Start Source excerpt

# Fixing or leaving scars??



## davidhein (Jul 26, 2009)

Hi guys, whats your opinion on fixing scars. For example you shoot a whitetail that has been in fights, has a few facial scars. Or a leaopard with a torn ear and a few body scars. 

What would you do and why?


----------



## horsedoctor (Oct 13, 2011)

For mounts I get done: Skin scars & shredded ears are left as is. Broken antlers get recreated.


----------



## bucknut1 (Sep 21, 2006)

leave, thats the way you shot it


----------



## Matt D (May 12, 2011)

It depends on what my client wants. Most of the time, they will want things left natural. However, major damage is usually repaired and in extreme conditions, the cape is replaced. Remember, it is your name going out there and sometimes the story on the damage becomes "your fault".


----------



## Yes (Apr 15, 2012)

Amen brother!!!


----------



## shields642 (Nov 1, 2010)

if its a natural scar or something like that then it definately loks better left the way it is it kind of defeats the purpose to fix all the broken tines on a buck or put a full ear on a lion you might as well go out and just buy a recreation instead of goin huntin if all you wana do is change it but a problem with the way it was cared for after taken should be fixed


----------



## BP1992 (Dec 24, 2010)

I'd definitely leave it.


----------



## deerhunter3241 (Jun 7, 2004)

I voted to leave them and that's normally what I do in my shop. However, it really depends on where they are and the severity. For instance, a significant scar around and eye, nose, or antler burr can hinder the mounting process and may require being cut out and repaired in order for the mount to look presentable.

End Source excerpt
Start Available records

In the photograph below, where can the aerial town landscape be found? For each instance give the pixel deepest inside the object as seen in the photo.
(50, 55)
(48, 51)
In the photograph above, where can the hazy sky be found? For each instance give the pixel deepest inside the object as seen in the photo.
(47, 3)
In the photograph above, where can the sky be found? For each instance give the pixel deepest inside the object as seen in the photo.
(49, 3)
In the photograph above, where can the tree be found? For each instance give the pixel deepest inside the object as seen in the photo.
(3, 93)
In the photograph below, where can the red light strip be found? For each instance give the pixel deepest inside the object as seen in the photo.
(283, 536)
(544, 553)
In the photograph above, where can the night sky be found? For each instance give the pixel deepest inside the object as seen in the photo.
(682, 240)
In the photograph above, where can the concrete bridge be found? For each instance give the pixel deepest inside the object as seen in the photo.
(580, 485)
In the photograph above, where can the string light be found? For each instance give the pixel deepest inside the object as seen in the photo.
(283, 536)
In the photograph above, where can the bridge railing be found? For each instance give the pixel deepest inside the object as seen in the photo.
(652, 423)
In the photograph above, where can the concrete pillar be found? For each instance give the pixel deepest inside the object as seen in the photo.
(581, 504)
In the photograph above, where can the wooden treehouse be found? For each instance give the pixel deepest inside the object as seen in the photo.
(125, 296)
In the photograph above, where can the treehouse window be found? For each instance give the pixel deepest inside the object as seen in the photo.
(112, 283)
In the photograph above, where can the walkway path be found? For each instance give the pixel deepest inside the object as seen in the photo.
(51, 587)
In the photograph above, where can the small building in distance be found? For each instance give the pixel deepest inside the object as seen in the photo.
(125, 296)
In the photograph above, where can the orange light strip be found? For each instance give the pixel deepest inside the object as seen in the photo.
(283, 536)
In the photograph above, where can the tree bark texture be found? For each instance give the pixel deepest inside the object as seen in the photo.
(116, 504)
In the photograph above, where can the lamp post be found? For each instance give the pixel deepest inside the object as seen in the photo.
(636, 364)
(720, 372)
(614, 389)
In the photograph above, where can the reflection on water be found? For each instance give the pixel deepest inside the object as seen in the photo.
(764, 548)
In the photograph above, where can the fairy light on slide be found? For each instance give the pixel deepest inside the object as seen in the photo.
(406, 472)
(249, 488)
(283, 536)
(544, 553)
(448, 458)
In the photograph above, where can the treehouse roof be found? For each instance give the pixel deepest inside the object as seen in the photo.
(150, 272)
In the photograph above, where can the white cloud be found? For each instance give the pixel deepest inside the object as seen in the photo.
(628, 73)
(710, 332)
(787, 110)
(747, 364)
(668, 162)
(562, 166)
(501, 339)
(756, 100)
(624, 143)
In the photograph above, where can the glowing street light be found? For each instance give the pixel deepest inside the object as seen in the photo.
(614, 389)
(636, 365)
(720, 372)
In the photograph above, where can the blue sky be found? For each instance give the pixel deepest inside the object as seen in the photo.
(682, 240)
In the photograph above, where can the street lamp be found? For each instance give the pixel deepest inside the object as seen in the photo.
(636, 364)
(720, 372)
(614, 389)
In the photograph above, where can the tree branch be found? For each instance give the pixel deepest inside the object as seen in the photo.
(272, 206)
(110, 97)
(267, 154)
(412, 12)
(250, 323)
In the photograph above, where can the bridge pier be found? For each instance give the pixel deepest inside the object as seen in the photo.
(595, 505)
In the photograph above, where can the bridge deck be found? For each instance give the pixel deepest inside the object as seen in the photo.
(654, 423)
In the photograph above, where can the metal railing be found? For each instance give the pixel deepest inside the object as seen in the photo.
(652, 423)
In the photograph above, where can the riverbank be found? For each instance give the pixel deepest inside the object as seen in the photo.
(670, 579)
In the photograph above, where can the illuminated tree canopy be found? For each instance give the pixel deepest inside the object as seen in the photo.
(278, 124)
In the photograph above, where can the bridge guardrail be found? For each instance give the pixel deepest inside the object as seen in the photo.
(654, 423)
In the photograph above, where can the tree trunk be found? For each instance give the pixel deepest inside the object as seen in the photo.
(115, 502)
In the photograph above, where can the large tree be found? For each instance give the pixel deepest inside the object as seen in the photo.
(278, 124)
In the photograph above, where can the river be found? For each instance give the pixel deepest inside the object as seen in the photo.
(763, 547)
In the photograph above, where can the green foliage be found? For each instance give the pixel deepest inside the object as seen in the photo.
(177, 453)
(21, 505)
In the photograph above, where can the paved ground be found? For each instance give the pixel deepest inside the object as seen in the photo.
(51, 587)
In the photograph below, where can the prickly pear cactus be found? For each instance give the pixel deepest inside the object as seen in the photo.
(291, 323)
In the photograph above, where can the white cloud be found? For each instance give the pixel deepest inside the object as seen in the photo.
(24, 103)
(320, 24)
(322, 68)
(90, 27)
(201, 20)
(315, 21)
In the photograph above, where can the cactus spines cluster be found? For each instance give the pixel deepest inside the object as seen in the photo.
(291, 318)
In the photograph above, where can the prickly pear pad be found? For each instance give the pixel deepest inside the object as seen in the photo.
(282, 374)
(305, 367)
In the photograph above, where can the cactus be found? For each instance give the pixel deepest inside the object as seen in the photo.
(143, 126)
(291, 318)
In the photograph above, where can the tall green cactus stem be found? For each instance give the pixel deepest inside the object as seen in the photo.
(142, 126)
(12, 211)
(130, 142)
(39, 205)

End Available records

» Exercises to complete:
A. Pick out every line of the records that contains the string "railing", copying each one in full. Case counts.
B. Carry on the forum thread about fixing or leaving scars on mounts, starting after its last post.

» Answers in order:
A.
In the photograph above, where can the bridge railing be found? For each instance give the pixel deepest inside the object as seen in the photo.
In the photograph above, where can the metal railing be found? For each instance give the pixel deepest inside the object as seen in the photo.

B.
----------



## cwt (May 28, 2010)

left alone. if they want it fixed I will do it


----------



## mrjeffro (Jul 25, 2007)

horsedoctor said:


> For mounts I get done: Skin scars & shredded ears are left as is. Broken antlers get recreated.


I agree


----------



## safe cracker (Sep 28, 2009)

agree with horsedoctor


----------



## henro (Oct 9, 2007)

On a mount I would never alter an animal to make it look different than how I shot it.


----------



## hoghntr (May 5, 2009)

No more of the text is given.